Day 159 The day before madness.
What is this day to bring?
As the day started it was slow and tired like most. My daughter seems to slept better with the new pads on her neck brace and I was up till midnight waiting for the ground to freeze so I could get water and pack it back to rv without mud. I was up and moving by 6:30am so played games and wondered what all had happened Thursday. My wife misses marriage counseling because of doctor check up which she's is typing back into the group chat and I am not sure she knew it. But I asked what was wrong and she said wellness check up for Medicare which seemed strange she would make the appointment over counseling without knowing the day before when counselor was asking yet the counselor seemed to know about it and said "oh that's right I forgot" which tells me it was something way more that I am not to know about. Then there's Holy Spirit tells me to send a private text to counselor that I am close to giving up on my marriage. He replies back that he would like to meet with me and try to be an encouragement. For some reason I have no feelings on wanting to meet with him. A few minutes later he texts me with "I can't meet now I have emergency at church" (which is the same time my wife thought she would be done with her wellness checkup) so he says he would still like to meet maybe 5pm or Friday. To which I have not replied yet and won't but I think God has began moving and although I hate the silence I keep feeling I need to stay alone and safe till God contacts me with what to do. About 4pm after the emergency at the church and still in the group she texted " I don't feel good will talk to you tomorrow" so now I even feel stronger about God moving and so all day today I have been anticipating God to contact me but everything is very quite and still. My walk was beautiful and warm and my daughter got a short walk in then I came home to rv and fell asleep all afternoon feeling relaxed and comforted. Now its 5 and time that I should be asking if my wife wants to talk but think I will go bathroom first then send out text and see what happens tonight. I am pretty sure I will get a full story of lies and nothing tonight will be the truth. But I feel the Holy Spirit is saying just pretend it's a normal night and let her talk and then hang up. Whatever is going on is in Gods control and I just need to rely totally on Him.

### [Recorded data]
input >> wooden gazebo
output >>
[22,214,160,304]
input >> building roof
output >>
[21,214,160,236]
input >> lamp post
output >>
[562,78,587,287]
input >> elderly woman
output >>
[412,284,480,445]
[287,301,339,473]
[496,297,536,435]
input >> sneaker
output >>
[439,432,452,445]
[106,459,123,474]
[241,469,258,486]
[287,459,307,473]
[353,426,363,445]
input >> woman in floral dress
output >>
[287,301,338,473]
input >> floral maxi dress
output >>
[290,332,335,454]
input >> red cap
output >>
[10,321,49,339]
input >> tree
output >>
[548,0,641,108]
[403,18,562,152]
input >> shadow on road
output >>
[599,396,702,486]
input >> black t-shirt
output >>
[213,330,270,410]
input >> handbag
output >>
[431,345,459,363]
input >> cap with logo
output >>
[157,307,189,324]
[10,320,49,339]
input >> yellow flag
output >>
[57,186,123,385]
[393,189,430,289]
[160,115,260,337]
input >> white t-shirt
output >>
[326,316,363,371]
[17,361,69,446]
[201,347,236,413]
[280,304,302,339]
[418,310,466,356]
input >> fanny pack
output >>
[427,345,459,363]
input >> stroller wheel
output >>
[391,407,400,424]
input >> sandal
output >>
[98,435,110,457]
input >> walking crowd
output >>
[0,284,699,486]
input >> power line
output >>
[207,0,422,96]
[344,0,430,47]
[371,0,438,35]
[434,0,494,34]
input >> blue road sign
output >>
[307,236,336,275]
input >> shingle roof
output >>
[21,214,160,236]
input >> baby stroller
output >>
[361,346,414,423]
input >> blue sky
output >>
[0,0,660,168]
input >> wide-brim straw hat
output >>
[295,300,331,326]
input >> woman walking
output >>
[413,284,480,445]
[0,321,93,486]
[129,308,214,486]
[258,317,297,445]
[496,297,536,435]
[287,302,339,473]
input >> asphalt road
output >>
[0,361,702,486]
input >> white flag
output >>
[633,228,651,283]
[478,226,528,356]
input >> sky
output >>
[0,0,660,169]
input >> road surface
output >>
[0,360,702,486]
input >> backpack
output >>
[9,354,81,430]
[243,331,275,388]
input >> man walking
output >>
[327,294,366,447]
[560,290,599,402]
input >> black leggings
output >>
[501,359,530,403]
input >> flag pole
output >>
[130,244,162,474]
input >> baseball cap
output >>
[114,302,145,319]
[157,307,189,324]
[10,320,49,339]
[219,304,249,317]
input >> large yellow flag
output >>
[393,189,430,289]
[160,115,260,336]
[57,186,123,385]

### [Exercise requirements]
Decide whether each statement agrees with the journal entry, answering yes or no and quoting its deciding words: 1. The writer stayed up until midnight waiting for the ground to freeze. 2. The writer agreed to meet the counselor at 5pm. 3. The writer slept through the afternoon. The listing was taken from a different source than the journal entry.

### [Problem solution]
1. Yes: "I was up till midnight waiting for the ground to freeze"
2. No: "To which I have not replied yet and won't"
3. Yes: "fell asleep all afternoon feeling relaxed and comforted"